> What you should do
Show all lines of the listing that contain the word "lane".

> Given data
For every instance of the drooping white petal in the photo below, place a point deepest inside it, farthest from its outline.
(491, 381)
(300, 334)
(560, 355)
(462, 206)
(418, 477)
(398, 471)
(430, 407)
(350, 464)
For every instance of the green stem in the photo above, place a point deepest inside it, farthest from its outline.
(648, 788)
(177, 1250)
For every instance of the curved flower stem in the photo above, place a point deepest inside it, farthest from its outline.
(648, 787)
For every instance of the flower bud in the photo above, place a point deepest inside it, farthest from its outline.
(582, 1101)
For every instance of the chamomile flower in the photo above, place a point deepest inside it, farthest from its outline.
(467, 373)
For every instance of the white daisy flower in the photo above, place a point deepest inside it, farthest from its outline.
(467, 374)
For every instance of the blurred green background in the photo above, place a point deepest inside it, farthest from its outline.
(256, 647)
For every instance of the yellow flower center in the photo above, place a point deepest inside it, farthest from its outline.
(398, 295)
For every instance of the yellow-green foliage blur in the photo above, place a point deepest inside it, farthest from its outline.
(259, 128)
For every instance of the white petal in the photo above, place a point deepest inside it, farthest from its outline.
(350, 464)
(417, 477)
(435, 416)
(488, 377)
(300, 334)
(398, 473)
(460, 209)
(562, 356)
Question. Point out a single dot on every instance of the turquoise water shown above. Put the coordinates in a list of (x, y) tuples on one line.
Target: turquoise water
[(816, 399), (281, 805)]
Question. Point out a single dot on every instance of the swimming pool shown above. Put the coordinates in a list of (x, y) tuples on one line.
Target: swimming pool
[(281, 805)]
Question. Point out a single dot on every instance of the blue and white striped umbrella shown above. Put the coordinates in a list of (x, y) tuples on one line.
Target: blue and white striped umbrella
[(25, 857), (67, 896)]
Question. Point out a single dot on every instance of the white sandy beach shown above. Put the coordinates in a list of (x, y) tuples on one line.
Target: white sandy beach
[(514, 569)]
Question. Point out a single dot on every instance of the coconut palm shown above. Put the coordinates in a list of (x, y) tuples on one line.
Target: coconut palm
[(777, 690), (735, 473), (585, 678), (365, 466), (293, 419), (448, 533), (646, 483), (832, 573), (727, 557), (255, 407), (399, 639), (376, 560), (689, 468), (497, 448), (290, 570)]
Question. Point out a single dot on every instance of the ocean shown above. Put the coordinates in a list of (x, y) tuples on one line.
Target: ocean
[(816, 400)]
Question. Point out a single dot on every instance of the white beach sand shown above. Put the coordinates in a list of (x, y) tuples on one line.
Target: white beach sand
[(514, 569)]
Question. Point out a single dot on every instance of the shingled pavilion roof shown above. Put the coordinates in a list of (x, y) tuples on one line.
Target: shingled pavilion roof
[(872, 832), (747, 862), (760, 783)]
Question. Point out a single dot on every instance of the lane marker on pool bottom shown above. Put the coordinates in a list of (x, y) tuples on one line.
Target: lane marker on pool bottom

--

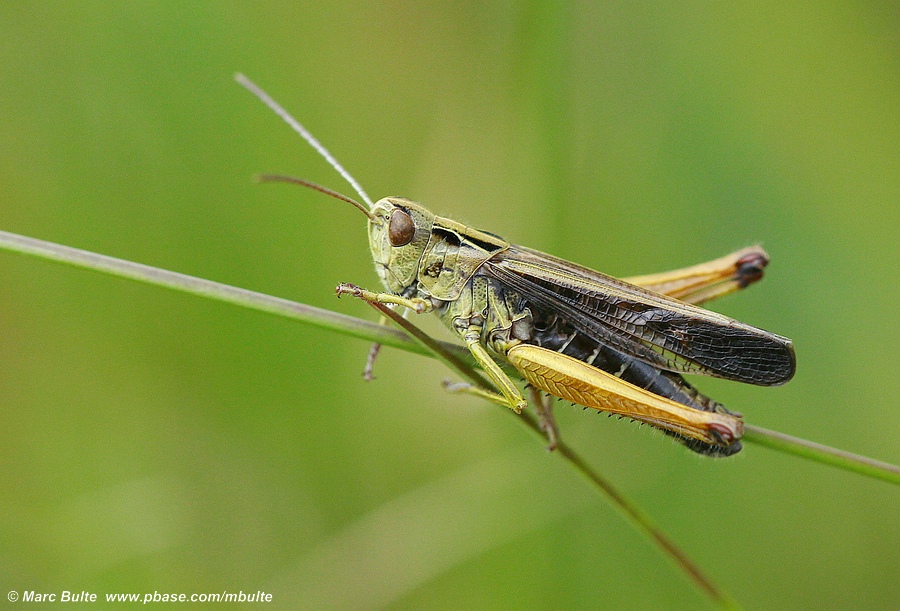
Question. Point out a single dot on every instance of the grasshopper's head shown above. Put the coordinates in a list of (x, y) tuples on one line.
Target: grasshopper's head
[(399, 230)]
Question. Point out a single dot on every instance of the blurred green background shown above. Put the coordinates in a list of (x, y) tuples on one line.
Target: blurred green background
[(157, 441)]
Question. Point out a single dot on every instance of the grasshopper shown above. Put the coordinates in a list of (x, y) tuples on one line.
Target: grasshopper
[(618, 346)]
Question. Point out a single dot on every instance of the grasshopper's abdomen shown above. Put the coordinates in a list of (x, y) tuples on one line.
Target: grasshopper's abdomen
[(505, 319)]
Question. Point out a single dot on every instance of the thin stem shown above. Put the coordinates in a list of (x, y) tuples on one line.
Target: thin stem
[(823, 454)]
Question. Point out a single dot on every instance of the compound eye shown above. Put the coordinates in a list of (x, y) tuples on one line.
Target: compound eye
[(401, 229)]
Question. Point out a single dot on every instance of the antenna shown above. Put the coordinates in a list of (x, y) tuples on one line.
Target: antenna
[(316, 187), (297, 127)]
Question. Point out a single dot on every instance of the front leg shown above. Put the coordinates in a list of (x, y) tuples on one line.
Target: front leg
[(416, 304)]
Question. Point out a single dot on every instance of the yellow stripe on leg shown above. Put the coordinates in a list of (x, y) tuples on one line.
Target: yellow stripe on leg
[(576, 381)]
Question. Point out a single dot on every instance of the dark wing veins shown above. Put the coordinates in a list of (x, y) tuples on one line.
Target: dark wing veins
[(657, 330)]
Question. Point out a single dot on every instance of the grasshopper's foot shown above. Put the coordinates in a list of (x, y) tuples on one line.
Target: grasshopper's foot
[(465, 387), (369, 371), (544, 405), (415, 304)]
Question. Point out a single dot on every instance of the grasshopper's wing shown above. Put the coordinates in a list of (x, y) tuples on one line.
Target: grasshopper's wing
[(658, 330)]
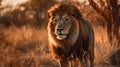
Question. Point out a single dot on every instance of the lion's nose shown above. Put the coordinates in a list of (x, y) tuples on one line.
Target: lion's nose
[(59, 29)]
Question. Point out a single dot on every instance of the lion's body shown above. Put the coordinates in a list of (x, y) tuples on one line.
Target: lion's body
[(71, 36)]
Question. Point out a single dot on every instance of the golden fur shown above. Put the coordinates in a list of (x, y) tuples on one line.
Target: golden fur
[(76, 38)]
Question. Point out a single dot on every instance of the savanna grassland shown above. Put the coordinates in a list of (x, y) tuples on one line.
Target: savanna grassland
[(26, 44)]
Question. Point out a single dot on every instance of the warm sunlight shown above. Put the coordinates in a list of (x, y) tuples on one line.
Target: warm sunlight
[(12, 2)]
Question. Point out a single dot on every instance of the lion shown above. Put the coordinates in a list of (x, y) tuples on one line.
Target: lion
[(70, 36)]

> Solved exercise
Question. Point out a single dot on every instance of the lane marker on pool bottom shown above. Put the coordinates in a list of (x, y) tuples on one line.
Target: lane marker on pool bottom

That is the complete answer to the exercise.